Certain writers hold that variant accounts of the most important facts in early Hebrew history have here been preserved.  Traces of three different versions of the crossing of the Jordan may still, in their judgment, be found in the third and fourth chapters of the book of Joshua.  The latest and most familiar narrative represents the crossing as a superlative miracle and the waters of the rushing river as piled up like a wall on either side.  The Northern Israelite version appears to have stated that the waters of the Jordan were dried up, implying that the Hebrews crossed during the late summer when the river was easily fordable.  The earliest narrative, the Judean prophetic, states that “the waters rose up in a heap, a great way off at Adam, the city that is beside Zarathan, and those that went down toward the Sea of the Arabah, the Salt Sea, were wholly cut off” (Josh. 3:16b).  From other references in the Old Testament it would appear that the city of Adam, which means red earth, is to-day represented by the ruins of Ed-Damieh, which stands near the famous Damieh ford at the point where the river Jabbok enters the Jordan.

It is interesting to note in this connection that a reliable Moslem historian states that in the year 1257 A.D. the retreating Moslems found it neccessary to repair the foundations of an important bridge which stood at this point.  When the workmen arrived on the scene they were amazed to find the riverbed empty and were able by working rapidly to complete the repairs before the waters came rushing down.  This remarkable phenomenon seemed to them to be due to the direct intervention of Allah; but the historian fortunately records the cause:  it was a huge landslide a little further up the river which temporarily dammed its waters.  The oldest Biblical account of the crossing of the Jordan may point to a like natural cause.  If this be true, does it imply that Jehovah had no part in preparing the way for the future conquests of his people?  Would a miracle, such as that recorded in the late-priestly tradition, be any stronger proof of God’s presence and activity in human history than are the provisions which we to-day call natural?

**Records for the task:**
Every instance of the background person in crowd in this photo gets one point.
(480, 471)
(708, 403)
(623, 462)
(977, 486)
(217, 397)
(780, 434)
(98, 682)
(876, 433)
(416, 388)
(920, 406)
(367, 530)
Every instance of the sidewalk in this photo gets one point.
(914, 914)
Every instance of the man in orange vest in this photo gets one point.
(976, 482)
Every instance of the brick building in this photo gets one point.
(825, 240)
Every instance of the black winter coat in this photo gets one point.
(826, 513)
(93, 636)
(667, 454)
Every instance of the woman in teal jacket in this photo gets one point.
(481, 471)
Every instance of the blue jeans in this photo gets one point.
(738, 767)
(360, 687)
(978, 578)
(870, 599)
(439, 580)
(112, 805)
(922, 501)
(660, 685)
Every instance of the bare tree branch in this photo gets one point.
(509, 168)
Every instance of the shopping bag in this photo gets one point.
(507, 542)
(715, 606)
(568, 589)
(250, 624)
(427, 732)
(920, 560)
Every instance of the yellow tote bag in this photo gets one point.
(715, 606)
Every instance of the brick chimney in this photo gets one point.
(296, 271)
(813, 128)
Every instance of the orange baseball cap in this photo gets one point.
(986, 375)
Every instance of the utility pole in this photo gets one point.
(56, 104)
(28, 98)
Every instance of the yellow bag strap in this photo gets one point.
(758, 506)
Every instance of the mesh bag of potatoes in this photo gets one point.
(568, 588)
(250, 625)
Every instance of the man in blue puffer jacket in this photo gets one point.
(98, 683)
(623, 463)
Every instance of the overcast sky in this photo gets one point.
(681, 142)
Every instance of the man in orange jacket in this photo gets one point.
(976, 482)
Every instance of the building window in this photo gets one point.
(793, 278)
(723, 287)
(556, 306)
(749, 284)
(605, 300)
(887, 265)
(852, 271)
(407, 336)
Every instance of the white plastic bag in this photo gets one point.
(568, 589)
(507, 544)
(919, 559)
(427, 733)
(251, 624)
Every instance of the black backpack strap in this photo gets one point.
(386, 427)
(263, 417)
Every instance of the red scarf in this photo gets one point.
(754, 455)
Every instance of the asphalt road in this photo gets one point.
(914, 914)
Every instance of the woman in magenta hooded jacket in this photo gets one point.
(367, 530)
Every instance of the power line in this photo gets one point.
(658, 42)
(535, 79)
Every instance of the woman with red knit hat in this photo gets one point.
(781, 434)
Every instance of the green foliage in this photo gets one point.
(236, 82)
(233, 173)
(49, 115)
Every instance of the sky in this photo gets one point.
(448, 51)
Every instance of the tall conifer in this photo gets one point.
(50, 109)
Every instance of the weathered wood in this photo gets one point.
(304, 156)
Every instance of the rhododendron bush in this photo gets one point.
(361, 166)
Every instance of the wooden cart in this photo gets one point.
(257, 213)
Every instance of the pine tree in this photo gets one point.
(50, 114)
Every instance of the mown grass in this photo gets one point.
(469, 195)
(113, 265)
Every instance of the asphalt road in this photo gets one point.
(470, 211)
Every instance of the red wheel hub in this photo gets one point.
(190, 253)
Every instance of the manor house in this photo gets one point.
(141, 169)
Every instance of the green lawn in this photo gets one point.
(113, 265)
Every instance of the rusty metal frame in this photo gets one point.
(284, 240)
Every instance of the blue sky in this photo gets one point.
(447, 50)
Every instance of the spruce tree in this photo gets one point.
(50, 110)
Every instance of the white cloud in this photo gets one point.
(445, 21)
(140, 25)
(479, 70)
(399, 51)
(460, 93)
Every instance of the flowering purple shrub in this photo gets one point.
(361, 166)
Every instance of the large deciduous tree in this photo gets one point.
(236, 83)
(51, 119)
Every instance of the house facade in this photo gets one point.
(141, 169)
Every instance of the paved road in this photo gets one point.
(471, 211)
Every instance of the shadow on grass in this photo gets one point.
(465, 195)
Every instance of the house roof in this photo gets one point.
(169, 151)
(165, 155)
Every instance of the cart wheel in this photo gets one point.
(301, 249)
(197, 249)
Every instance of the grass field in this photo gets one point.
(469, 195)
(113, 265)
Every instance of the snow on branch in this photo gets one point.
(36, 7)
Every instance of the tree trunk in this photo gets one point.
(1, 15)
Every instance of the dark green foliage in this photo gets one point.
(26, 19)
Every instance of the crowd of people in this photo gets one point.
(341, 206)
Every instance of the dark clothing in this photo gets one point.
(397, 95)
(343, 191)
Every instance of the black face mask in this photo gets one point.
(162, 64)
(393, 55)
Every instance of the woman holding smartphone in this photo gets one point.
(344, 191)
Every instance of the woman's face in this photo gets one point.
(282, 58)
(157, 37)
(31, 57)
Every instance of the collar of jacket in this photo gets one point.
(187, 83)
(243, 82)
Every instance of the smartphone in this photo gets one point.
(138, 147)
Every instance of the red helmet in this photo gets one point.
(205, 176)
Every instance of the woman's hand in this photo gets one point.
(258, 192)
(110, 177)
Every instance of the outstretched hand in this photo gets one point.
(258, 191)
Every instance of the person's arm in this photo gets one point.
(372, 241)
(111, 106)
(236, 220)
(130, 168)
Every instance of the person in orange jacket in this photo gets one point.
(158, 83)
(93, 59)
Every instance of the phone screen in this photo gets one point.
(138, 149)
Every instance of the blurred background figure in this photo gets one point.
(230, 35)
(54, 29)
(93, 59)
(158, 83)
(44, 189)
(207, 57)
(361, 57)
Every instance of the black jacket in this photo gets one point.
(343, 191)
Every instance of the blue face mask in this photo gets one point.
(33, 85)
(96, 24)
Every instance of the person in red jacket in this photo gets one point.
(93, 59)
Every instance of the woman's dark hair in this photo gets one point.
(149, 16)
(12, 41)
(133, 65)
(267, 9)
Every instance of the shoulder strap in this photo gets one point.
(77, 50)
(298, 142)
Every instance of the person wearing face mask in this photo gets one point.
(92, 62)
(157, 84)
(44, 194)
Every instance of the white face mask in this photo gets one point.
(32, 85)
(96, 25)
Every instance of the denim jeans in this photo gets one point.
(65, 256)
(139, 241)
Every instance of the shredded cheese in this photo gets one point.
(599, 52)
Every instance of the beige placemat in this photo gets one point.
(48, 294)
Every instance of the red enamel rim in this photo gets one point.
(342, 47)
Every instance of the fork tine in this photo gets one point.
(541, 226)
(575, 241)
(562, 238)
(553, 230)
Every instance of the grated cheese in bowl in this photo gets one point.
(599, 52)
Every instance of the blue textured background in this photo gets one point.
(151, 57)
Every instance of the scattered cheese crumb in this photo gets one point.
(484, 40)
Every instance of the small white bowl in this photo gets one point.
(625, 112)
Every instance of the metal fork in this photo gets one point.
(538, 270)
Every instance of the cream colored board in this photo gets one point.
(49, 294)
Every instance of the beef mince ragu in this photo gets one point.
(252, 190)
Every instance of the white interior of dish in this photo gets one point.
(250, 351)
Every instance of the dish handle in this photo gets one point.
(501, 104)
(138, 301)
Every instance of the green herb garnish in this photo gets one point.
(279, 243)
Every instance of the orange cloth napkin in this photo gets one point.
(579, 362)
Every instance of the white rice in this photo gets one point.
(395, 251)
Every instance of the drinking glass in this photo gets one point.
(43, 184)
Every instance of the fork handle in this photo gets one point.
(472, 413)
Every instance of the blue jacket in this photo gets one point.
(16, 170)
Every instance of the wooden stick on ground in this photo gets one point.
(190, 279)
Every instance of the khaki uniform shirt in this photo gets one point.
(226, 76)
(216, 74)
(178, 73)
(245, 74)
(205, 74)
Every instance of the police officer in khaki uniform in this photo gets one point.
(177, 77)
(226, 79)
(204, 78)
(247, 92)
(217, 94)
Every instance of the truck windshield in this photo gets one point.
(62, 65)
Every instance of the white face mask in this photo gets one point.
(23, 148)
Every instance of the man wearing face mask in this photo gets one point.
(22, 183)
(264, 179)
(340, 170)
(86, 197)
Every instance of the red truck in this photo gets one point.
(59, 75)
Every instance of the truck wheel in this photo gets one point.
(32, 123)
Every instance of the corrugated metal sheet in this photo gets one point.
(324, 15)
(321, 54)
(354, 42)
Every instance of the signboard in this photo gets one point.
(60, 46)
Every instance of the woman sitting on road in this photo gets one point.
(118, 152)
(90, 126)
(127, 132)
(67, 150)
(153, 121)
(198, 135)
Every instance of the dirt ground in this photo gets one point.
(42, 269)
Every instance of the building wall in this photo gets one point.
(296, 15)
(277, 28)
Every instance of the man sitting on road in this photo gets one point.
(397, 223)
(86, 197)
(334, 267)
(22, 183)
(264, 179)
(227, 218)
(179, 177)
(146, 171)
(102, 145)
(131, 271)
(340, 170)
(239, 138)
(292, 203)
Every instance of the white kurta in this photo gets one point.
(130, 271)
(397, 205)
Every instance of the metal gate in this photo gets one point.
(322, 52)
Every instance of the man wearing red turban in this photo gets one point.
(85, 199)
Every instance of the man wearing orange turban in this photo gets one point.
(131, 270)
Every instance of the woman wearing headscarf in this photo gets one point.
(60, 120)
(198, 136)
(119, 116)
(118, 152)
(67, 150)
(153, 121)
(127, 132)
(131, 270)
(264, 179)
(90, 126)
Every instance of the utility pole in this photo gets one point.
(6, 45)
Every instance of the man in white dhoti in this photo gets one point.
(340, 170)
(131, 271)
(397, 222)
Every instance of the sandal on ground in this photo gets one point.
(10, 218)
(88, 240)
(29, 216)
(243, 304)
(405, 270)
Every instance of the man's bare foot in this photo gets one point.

**What to do:**
• 1. Using the passage on the crossing of the Jordan, decide whether each statement below agrees with it: (a) the Moslem historian traces the empty riverbed to a landslide further up the river; (b) the workmen could not finish their repairs before the waters returned; (c) the name of the city of Adam means red earth. Answer yes or no for each, and quote the deciding words of the passage.
• 2. Find each line of the listing above that contains the word "turban", and copy every such line. Case counts.

**Solved tasks:**
• 1.
(a) Yes: "it was a huge landslide a little further up the river which temporarily dammed its waters"
(b) No: "were able by working rapidly to complete the repairs before the waters came rushing down"
(c) Yes: "the city of Adam, which means red earth"

• 2.
Every instance of the man wearing red turban in this photo gets one point.
Every instance of the man wearing orange turban in this photo gets one point.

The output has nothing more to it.